A ousada política de luta de classes delineada acima representaria uma virada de 180 graus em relação à atual camada de líderes trabalhistas pró-negócios dos EUA que, por décadas, responderam ao colapso dos padrões de vida da classe trabalhadora com vergonhosa passividade. Sua visão conservadora contrasta diretamente com a raiva sem precedentes e a disposição de revidar entre os trabalhadores, principalmente os jovens, que sofrerão o impacto desta crise.
A nova geração da classe trabalhadora está sendo moldada sob o impacto de catástrofes consecutivas – cada uma das quais teria sido descrita como um infortúnio “singular” no passado, antes de 2008. Assim como a última crise finalmente encontrou sua expressão política na orientação de uma geração inteira em direção às ideias socialistas, a crise de 2020 levará milhões inexoravelmente a abraçar uma perspectiva ainda mais revolucionária.
Se há uma conclusão a se tirar dos eventos devastadores dos últimos meses, é que o sistema capitalista exauriu totalmente seu potencial para atender às necessidades da humanidade como um todo. Se realmente queremos acabar com o flagelo dos despejos, devemos lutar contra sua fonte: o próprio capitalismo. Afinal, quando seguimos o rastro do dinheiro, vemos que a questão não se limita a este ou aquele proprietário individual – muitos dos quais estão sendo pressionados pelos grandes bancos, especuladores e magnatas do capital financeiro que realmente controlam a economia – mas sim ao próprio tecido econômico e político que dá origem a esses problemas.
De Nova York à Califórnia e a muitas cidades intermediárias, Socialist Revolution analisou a crise imobiliária nos Estados Unidos durante anos. Como já dissemos várias vezes, com base nos estoques existentes, mesmo sem a construção de novas moradias, poderíamos acabar com a falta de habitações virtualmente da noite para o dia, por uma razão simples: há mais casas vazias do que pessoas sem-teto.
É uma farsa que a chamada insegurança habitacional exista no país mais rico do mundo. Apesar de seu desperdício e de sua tirania burocrática, até mesmo os estados operários “comunistas” deformados e degenerados do passado foram capazes, no mínimo, de erradicar a falta de moradia. Imagine-se o que poderia ser feito com todos os recursos das forças produtivas dos EUA e do mundo hoje!
Mesmo antes da pandemia, quase metade das famílias de locatários nos EUA lutavam para cobrir os custos de moradia, com aproximadamente 11 milhões gastando mais de 50% de sua renda com o aluguel. O fato de o capitalismo não ter sido capaz de fornecer o que deveria ser um direito humano básico no século 21 é uma condenação total da podridão de todo o sistema.
Em contraste com o parasitismo e a anarquia do mercado imobiliário capitalista, a CMI luta por uma economia democraticamente planificada que proibiria imediatamente todos os despejos e execuções hipotecárias enquanto, ao mesmo tempo, procederia a nacionalização de todas as casas vazias nas mãos de especuladores imobiliários, para fornecer moradia para todos. Um governo dos trabalhadores erradicaria rapidamente a falta de moradia como parte de um plano voluntário de habitação socializada, começando por limitar os aluguéis a não mais que 10% dos salários.

Tarefas a realizar →
a - Traduza para o inglês esta frase do trecho fornecido: "É uma farsa que a chamada insegurança habitacional exista no país mais rico do mundo."
b - Diga se cada afirmação concorda com o trecho fornecido, respondendo sim ou não e citando as palavras decisivas: (i) Antes da pandemia, cerca de 11 milhões gastavam mais da metade da renda com aluguel. (ii) Acabar com a falta de habitações exigiria a construção de novas moradias. (iii) Um governo dos trabalhadores começaria limitando os aluguéis a no máximo 10% dos salários.
c - No trecho fornecido, transcreva tudo o que vai de "Em contraste com" até "10% dos salários.".
Baseie-se somente no trecho fornecido.

(Excertos de dados)
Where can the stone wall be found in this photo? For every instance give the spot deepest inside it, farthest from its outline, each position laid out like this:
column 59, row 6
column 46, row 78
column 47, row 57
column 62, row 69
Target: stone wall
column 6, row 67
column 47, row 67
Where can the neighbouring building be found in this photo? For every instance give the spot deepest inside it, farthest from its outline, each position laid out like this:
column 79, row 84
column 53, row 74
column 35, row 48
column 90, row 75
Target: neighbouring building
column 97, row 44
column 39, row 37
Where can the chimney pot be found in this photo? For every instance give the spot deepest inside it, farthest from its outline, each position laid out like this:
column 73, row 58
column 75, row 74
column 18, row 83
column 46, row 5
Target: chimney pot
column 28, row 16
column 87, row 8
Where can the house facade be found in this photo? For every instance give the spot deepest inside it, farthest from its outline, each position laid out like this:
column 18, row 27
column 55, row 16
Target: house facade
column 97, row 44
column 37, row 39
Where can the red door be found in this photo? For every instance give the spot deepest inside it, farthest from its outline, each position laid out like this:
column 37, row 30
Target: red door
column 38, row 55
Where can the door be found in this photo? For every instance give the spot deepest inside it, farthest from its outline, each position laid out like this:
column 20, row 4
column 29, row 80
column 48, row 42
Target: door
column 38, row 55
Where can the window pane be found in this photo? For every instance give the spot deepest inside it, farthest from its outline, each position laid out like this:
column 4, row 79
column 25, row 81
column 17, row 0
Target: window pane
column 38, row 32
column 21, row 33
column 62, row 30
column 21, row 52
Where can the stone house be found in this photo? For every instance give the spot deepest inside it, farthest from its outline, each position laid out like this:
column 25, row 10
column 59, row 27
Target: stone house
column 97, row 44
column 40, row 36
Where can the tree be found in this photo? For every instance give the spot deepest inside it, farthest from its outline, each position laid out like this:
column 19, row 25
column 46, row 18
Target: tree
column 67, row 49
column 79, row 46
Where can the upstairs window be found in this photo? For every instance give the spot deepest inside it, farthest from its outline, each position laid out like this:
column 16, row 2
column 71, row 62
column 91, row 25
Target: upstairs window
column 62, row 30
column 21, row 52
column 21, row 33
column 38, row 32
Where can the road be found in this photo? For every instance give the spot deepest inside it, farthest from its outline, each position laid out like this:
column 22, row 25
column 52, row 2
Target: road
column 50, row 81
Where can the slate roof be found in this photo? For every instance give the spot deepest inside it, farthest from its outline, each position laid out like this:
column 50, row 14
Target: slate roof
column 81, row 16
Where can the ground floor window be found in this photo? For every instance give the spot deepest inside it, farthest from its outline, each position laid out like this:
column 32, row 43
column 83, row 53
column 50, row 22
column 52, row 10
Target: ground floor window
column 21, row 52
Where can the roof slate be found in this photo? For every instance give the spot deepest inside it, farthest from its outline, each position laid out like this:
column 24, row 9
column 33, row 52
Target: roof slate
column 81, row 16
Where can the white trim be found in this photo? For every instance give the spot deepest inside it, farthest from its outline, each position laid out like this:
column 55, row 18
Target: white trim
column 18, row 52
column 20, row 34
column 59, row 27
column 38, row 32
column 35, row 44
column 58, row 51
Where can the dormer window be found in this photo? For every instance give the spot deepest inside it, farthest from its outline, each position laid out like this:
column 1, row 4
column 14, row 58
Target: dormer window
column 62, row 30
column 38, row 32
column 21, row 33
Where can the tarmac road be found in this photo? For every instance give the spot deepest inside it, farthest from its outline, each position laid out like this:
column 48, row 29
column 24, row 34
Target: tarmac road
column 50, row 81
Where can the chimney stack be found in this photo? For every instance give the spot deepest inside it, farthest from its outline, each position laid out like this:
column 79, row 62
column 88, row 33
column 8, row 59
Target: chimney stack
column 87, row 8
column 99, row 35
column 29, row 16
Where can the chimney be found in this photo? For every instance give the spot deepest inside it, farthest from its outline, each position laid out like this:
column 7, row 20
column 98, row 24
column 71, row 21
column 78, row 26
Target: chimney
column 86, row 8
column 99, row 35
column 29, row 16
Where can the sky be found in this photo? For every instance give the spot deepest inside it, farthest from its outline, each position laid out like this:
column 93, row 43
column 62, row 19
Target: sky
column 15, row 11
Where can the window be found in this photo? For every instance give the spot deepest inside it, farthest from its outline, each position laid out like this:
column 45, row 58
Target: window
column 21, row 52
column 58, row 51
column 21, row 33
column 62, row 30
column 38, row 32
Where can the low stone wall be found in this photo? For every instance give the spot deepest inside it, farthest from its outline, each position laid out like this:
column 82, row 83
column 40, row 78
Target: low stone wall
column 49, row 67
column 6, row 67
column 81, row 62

Respostas do exercício →
a - It is a farce that so-called housing insecurity exists in the richest country in the world.

b -
(i) Sim: "com aproximadamente 11 milhões gastando mais de 50% de sua renda com o aluguel".
(ii) Não: "mesmo sem a construção de novas moradias, poderíamos acabar com a falta de habitações virtualmente da noite para o dia".
(iii) Sim: "começando por limitar os aluguéis a não mais que 10% dos salários".

c -
Em contraste com o parasitismo e a anarquia do mercado imobiliário capitalista, a CMI luta por uma economia democraticamente planificada que proibiria imediatamente todos os despejos e execuções hipotecárias enquanto, ao mesmo tempo, procederia a nacionalização de todas as casas vazias nas mãos de especuladores imobiliários, para fornecer moradia para todos. Um governo dos trabalhadores erradicaria rapidamente a falta de moradia como parte de um plano voluntário de habitação socializada, começando por limitar os aluguéis a não mais que 10% dos salários.